- **GOAL OF THE EXERCISE**:
Would you output the entries below only from the line containing "rough mask: <svg" through the line containing "positive clicks: (436, 2) (423, 10)", exactly as they stand and with both ends included?

***

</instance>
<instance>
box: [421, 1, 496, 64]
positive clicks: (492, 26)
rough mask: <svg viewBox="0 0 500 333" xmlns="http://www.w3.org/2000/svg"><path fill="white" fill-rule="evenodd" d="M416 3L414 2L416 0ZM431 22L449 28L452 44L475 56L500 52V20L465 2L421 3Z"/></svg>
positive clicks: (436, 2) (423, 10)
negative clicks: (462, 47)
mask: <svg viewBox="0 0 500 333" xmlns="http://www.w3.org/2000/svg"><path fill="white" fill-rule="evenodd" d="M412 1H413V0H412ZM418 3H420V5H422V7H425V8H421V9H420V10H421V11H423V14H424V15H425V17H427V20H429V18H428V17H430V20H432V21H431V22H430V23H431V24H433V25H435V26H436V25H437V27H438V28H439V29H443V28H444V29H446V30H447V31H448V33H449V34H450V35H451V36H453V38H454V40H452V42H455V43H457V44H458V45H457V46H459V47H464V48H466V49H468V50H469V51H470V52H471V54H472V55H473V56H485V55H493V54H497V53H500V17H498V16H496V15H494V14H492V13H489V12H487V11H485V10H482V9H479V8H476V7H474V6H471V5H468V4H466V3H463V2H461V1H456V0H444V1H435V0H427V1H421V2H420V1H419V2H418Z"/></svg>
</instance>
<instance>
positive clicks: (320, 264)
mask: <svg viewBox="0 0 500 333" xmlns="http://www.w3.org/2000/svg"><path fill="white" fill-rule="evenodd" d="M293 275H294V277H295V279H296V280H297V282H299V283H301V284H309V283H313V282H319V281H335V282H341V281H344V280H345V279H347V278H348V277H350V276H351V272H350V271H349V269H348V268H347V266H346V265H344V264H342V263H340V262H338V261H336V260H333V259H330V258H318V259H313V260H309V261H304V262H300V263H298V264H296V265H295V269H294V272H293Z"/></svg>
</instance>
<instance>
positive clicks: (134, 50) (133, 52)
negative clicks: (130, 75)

***

- **WRITTEN ANSWER**:
rough mask: <svg viewBox="0 0 500 333" xmlns="http://www.w3.org/2000/svg"><path fill="white" fill-rule="evenodd" d="M416 3L414 2L416 0ZM431 22L449 28L452 44L475 56L500 52V20L465 2L421 3Z"/></svg>
positive clicks: (436, 2) (423, 10)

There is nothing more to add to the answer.